* _GIVEN PROBLEM_: Return the complete listing that follows, with each line reproduced exactly.

# Start of SUPPLIED DATA

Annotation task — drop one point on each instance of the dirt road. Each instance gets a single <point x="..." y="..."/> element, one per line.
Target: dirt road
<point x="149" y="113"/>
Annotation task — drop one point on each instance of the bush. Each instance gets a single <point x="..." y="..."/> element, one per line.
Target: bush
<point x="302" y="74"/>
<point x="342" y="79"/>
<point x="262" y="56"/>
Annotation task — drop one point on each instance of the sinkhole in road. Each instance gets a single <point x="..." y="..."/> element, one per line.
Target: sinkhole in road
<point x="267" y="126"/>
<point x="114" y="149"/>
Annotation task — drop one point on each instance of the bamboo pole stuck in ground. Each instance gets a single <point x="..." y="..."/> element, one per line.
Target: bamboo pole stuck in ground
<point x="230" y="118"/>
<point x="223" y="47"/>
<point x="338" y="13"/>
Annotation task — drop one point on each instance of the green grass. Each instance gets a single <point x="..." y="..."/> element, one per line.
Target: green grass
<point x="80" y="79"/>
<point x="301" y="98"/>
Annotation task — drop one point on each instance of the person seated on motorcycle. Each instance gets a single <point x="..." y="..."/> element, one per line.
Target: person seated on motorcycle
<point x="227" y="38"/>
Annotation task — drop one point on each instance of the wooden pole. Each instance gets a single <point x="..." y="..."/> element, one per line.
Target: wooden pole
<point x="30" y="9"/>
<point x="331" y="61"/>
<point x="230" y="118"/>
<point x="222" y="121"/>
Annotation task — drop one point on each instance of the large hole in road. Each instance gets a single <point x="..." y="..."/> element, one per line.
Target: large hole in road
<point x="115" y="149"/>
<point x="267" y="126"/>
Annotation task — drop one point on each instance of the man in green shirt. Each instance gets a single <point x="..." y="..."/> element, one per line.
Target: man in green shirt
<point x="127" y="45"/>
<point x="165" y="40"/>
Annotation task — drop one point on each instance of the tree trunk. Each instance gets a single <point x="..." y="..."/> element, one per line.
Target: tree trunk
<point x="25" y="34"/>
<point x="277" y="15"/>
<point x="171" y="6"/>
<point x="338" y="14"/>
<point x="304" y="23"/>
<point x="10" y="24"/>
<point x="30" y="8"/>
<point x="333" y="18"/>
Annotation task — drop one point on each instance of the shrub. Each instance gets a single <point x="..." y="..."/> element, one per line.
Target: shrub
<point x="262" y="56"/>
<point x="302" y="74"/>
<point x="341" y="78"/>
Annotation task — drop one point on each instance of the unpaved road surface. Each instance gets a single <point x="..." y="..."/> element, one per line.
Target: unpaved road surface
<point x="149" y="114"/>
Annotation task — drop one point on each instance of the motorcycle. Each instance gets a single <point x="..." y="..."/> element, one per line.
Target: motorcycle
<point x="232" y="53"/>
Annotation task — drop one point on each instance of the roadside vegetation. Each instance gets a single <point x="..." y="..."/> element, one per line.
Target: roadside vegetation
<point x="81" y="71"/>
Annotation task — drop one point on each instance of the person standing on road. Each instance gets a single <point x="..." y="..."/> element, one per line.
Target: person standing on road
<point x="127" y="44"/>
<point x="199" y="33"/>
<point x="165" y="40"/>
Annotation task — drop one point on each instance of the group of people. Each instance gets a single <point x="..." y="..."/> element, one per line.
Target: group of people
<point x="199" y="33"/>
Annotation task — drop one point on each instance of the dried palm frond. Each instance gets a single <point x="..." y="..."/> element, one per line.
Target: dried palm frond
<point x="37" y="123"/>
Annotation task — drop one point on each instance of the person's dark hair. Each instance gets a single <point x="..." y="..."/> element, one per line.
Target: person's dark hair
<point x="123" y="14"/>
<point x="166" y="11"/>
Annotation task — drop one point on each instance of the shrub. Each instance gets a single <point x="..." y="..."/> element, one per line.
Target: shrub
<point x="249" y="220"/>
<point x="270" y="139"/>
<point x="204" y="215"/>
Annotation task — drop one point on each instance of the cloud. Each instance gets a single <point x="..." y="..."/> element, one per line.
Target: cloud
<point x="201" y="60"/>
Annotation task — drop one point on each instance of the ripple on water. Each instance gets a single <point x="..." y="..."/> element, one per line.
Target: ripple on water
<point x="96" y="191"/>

# End of SUPPLIED DATA

* _COMPLETE ANSWER_:
Annotation task — drop one point on each instance of the dirt road. Each instance gets a single <point x="..." y="..."/> element, one per line.
Target: dirt road
<point x="149" y="113"/>
Annotation task — drop one point on each instance of the bush. Each instance gets a single <point x="..." y="..."/> element, one per line.
Target: bush
<point x="302" y="74"/>
<point x="342" y="79"/>
<point x="262" y="56"/>
Annotation task — drop one point on each instance of the sinkhole in road. Each instance gets a single <point x="..." y="..."/> element, one per line.
Target: sinkhole in road
<point x="267" y="126"/>
<point x="114" y="149"/>
Annotation task — drop one point on each instance of the bamboo pole stuck in ground. Each instance gets a single <point x="..." y="..."/> element, one per line.
Target: bamboo pole stuck in ground
<point x="230" y="118"/>
<point x="223" y="47"/>
<point x="338" y="13"/>
Annotation task — drop one point on each instance of the green grass. Each instance gets a single <point x="..." y="..."/> element, one per line.
Target: green grass
<point x="80" y="79"/>
<point x="301" y="98"/>
Annotation task — drop one point on each instance of the person seated on motorcycle. Each instance gets a single <point x="..." y="..."/> element, one per line.
Target: person seated on motorcycle
<point x="227" y="38"/>
Annotation task — drop one point on each instance of the wooden pole. Each instance gets a single <point x="..." y="..."/> element, one per line.
Target: wooden pole
<point x="30" y="9"/>
<point x="331" y="61"/>
<point x="230" y="118"/>
<point x="222" y="121"/>
Annotation task — drop one point on each instance of the large hole in road. Each instance gets a single <point x="..." y="..."/> element, one per line.
Target: large hole in road
<point x="115" y="149"/>
<point x="267" y="126"/>
Annotation task — drop one point on each instance of the man in green shirt. Each instance gets a single <point x="..." y="..."/> element, one per line.
Target: man in green shirt
<point x="127" y="45"/>
<point x="165" y="40"/>
Annotation task — drop one point on each instance of the tree trunk. Each instance gets a single <point x="..." y="..."/> element, one per line.
Target: tree trunk
<point x="25" y="34"/>
<point x="277" y="15"/>
<point x="171" y="6"/>
<point x="338" y="14"/>
<point x="304" y="23"/>
<point x="10" y="24"/>
<point x="30" y="8"/>
<point x="333" y="18"/>
Annotation task — drop one point on each instance of the shrub. Each instance gets a single <point x="..." y="..."/> element, one per line.
Target: shrub
<point x="262" y="56"/>
<point x="302" y="74"/>
<point x="341" y="78"/>
Annotation task — drop one point on each instance of the unpaved road surface. Each instance gets a single <point x="..." y="..."/> element, one per line.
Target: unpaved road surface
<point x="149" y="114"/>
Annotation task — drop one point on each instance of the motorcycle. Each instance gets a single <point x="..." y="..."/> element, one per line.
Target: motorcycle
<point x="232" y="53"/>
Annotation task — drop one point on each instance of the roadside vegetation. Each instance gets a single <point x="..." y="..."/> element, one per line.
Target: roadside vegetation
<point x="81" y="71"/>
Annotation task — drop one point on each instance of the person standing on road. Each instance gets a single <point x="..." y="..."/> element, one per line.
Target: person standing on road
<point x="127" y="44"/>
<point x="199" y="33"/>
<point x="165" y="40"/>
Annotation task — drop one point on each instance of the group of people. Each instance gets a single <point x="..." y="..."/> element, one per line.
Target: group of people
<point x="199" y="33"/>
Annotation task — drop one point on each instance of the dried palm frond. Each instance gets a single <point x="..." y="..."/> element, one per line.
Target: dried palm frond
<point x="37" y="123"/>
Annotation task — drop one point on each instance of the person's dark hair. Each instance gets a single <point x="..." y="..."/> element, one per line.
Target: person's dark hair
<point x="123" y="14"/>
<point x="166" y="11"/>
Annotation task — drop one point on each instance of the shrub. Each instance gets a single <point x="..." y="..."/> element, one per line.
Target: shrub
<point x="249" y="220"/>
<point x="270" y="139"/>
<point x="204" y="215"/>
Annotation task — drop one point on each instance of the cloud. Each instance gets a single <point x="..." y="..."/> element, one per line.
Target: cloud
<point x="201" y="60"/>
Annotation task — drop one point on each instance of the ripple on water. Each instance gets a single <point x="..." y="..."/> element, one per line.
Target: ripple on water
<point x="96" y="191"/>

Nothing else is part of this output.